> **ESTRATTO DEL DOCUMENTO**:
============================================================

Ri_allineamento

Un anno fa il mio definitivo ritorno a casa e a me stessa. Amo la mia vita, in tutte le sue forme e cerco, ogni giorno, di godere del meglio che mi può offrire ma quelle zampate sull’anima che nascondo sotto un sorriso sono li, in agguato, pronte a stringermi il collo e a togliermi l’aria. Mi sono impegnata molto, ho lavorato tanto su di me, ho imparato a rilassarmi, a non guardare indietro, a non programmare il domani. Ho imparato a volermi più bene, a coccolarmi, ad esigere rispetto, ho reimparato qualcosa che sapevo fare bene, un tempo, e credevo di aver dimenticato ossia stare sola senza sentirmi tale. Ma non ho imparato a diffidare, né delle persone né del mio cuore, perché pur avendo capito da tempo che entrambi mentono non sono ancora riuscita a farmene una ragione. Pensavo di aver raggiunto un buon equilibrio, nel mio disequilibrio, ma la strada è ancora lunga prima che io possa imparare a riallineare l’istinto e la ragione.

Risposte

Non sono in grado di capire troppe persone, il senso delle loro parole, il motivo dei loro comportamenti. Non sono in grado di crearmi una corazza abbastanza forte per difendermi dall’ipocrisia, dalla falsità, dalla cattiveria gratuita. Non sono in grado di smetterla di pormi inutili domande ma, almeno, ho imparato a smettere di attendere risposte.

Del micro e del macro

“Se ha etica, allora il valore dell’essere umano è 1. Se in più è intelligente, aggiungerei uno zero e il suo valore sarà 10. Se è ricco aggiungerei un altro zero e il suo valore sarà 100. Se, oltre a tutto ciò, è una bella persona, aggiungerei un altro zero e il suo valore sarà 1000. Però se perde l’uno, che corrisponde all’etica, perderà tutto il suo valore perché gli rimarranno solo gli zeri”.

============================================================

> **DATI ESTRATTI**:
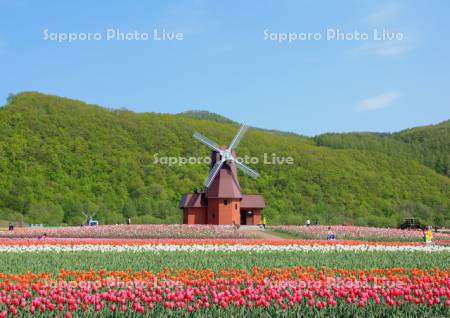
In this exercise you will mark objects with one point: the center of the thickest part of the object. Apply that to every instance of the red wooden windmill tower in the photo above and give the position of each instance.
(223, 202)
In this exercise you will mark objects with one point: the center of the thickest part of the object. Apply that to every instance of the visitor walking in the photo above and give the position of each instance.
(428, 235)
(330, 235)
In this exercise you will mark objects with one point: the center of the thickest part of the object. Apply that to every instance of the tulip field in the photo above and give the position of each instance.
(347, 232)
(232, 275)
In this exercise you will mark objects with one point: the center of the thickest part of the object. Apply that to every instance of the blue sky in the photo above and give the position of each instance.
(224, 64)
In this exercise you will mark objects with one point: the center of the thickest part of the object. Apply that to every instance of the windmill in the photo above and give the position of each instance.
(227, 156)
(222, 202)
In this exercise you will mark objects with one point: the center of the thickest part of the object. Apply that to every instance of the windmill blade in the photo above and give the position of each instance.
(252, 173)
(214, 171)
(238, 137)
(211, 144)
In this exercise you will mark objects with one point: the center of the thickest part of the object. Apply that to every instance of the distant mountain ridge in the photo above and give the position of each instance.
(60, 156)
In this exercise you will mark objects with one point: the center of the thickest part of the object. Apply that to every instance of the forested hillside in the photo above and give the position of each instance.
(429, 145)
(60, 156)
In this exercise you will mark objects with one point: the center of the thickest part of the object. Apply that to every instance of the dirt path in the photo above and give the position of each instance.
(265, 235)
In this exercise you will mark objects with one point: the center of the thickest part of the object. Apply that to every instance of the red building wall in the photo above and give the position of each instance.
(194, 216)
(224, 211)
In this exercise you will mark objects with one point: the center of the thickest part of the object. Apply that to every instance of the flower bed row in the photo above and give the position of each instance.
(264, 246)
(357, 233)
(131, 231)
(290, 291)
(127, 241)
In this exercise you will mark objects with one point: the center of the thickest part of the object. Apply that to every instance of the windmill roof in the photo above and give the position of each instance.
(225, 184)
(252, 201)
(199, 200)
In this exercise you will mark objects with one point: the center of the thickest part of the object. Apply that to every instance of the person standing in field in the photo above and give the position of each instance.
(330, 234)
(263, 222)
(428, 235)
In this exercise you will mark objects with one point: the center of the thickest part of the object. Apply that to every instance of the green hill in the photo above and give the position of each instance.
(429, 145)
(60, 156)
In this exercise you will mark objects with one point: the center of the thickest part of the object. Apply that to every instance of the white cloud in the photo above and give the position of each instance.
(377, 102)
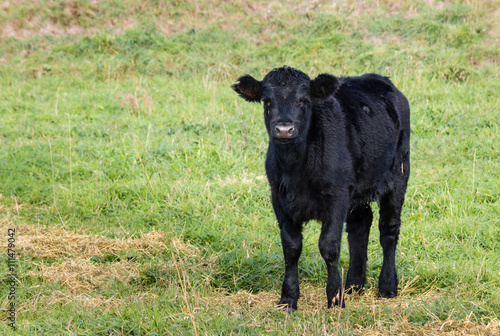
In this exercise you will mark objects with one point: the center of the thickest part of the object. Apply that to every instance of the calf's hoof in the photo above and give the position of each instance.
(354, 289)
(387, 293)
(338, 301)
(288, 305)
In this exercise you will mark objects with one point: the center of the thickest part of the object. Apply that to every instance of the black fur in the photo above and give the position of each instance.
(350, 147)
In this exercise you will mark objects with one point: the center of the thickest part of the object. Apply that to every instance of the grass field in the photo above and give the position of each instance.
(134, 176)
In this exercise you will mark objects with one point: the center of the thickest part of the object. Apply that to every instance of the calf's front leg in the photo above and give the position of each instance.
(329, 246)
(291, 240)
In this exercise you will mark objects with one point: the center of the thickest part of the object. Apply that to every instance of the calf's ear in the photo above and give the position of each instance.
(324, 86)
(248, 88)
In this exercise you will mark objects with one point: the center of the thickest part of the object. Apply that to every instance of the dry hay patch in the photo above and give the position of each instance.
(45, 242)
(73, 252)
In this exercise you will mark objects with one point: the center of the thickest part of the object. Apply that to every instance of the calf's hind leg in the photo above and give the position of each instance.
(358, 224)
(389, 225)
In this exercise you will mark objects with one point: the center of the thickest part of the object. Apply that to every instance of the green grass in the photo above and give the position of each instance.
(117, 120)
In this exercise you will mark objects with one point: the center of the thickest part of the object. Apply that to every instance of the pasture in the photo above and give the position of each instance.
(134, 176)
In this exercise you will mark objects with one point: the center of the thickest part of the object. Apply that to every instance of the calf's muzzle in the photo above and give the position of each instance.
(284, 131)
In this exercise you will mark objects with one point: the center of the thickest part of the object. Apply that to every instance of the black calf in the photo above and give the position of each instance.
(335, 144)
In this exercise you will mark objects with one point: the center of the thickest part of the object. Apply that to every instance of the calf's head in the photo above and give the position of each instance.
(288, 96)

============================================================

> **ESERCIZIO PROPOSTO 1**: Traduci in inglese la frase dell'estratto "Non sono in grado di smetterla di pormi inutili domande ma, almeno, ho imparato a smettere di attendere risposte."
> **ESERCIZIO PROPOSTO 2**: Secondo la citazione riportata nell'estratto, quale valore ha l'essere umano che ha etica ed è anche intelligente?
> **ESERCIZIO PROPOSTO 3**: Riassumi l'estratto in due frasi.
Il materiale non ha alcun legame con l'estratto del documento.

> **SOLUZIONE SVOLTA 1**: I am not able to stop asking myself pointless questions but, at least, I have learned to stop waiting for answers.

> **SOLUZIONE SVOLTA 2**: Il suo valore è 10.

> **SOLUZIONE SVOLTA 3**: Un anno dopo il ritorno a casa, chi scrive ha imparato a rilassarsi, a non guardare indietro e a volersi più bene, ma non a diffidare delle persone né del proprio cuore, e la strada per riallineare istinto e ragione è ancora lunga. Non riesce a capire molte persone né a difendersi dall'ipocrisia, ma ha smesso di attendere risposte, e una citazione afferma che chi perde l'etica perde tutto il suo valore.